>>>

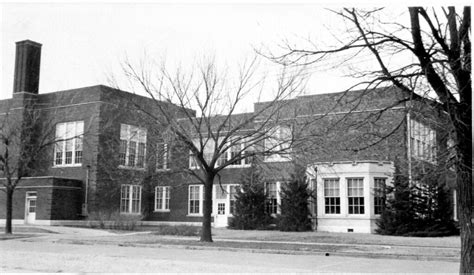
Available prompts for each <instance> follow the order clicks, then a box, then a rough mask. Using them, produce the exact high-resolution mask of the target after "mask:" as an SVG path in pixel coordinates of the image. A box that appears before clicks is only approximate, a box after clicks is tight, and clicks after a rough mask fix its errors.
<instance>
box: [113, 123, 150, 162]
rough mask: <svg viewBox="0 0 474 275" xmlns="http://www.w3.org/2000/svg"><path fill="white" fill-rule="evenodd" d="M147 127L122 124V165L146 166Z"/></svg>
mask: <svg viewBox="0 0 474 275" xmlns="http://www.w3.org/2000/svg"><path fill="white" fill-rule="evenodd" d="M145 157H146V129H144V128H139V127H136V126H133V125H127V124H120V151H119V161H120V166H125V167H135V168H145Z"/></svg>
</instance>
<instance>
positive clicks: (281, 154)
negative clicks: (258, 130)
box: [263, 125, 292, 162]
mask: <svg viewBox="0 0 474 275" xmlns="http://www.w3.org/2000/svg"><path fill="white" fill-rule="evenodd" d="M267 132H268V136H267V137H266V138H265V139H264V141H263V142H264V150H265V152H269V151H270V152H271V151H275V152H279V151H282V150H286V152H285V153H274V154H270V155H266V156H265V157H264V161H265V162H285V161H291V160H292V157H291V152H292V148H291V144H290V142H291V141H290V140H286V139H287V138H288V137H290V138H291V135H292V129H291V127H290V126H284V125H277V126H275V127H273V128H271V129H268V130H267Z"/></svg>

<<<

## About this task
Transcribe each record above exactly, leaving every picture out of the copy.

## Reply
Available prompts for each <instance> follow the order clicks, then a box, then a rough mask. Using them, produce the exact high-resolution mask of the target after "mask:" as an SVG path in pixel coordinates of the image. A box that appears before clicks is only approximate, a box after clicks is tight, and clicks after a rough mask fix its errors.
<instance>
box: [113, 123, 150, 162]
rough mask: <svg viewBox="0 0 474 275" xmlns="http://www.w3.org/2000/svg"><path fill="white" fill-rule="evenodd" d="M147 127L122 124V165L146 166Z"/></svg>
mask: <svg viewBox="0 0 474 275" xmlns="http://www.w3.org/2000/svg"><path fill="white" fill-rule="evenodd" d="M145 157H146V129H144V128H139V127H136V126H133V125H127V124H120V151H119V161H120V166H125V167H135V168H145Z"/></svg>
</instance>
<instance>
positive clicks: (281, 154)
negative clicks: (258, 130)
box: [263, 125, 292, 162]
mask: <svg viewBox="0 0 474 275" xmlns="http://www.w3.org/2000/svg"><path fill="white" fill-rule="evenodd" d="M267 132H268V136H267V137H266V138H265V139H264V141H263V142H264V150H265V152H269V151H270V152H271V151H275V152H279V151H282V150H286V152H285V153H274V154H270V155H266V156H265V157H264V161H265V162H285V161H291V160H292V157H291V152H292V148H291V144H290V142H291V141H290V140H286V139H287V138H288V137H290V138H291V135H292V129H291V127H290V126H284V125H277V126H275V127H273V128H271V129H268V130H267Z"/></svg>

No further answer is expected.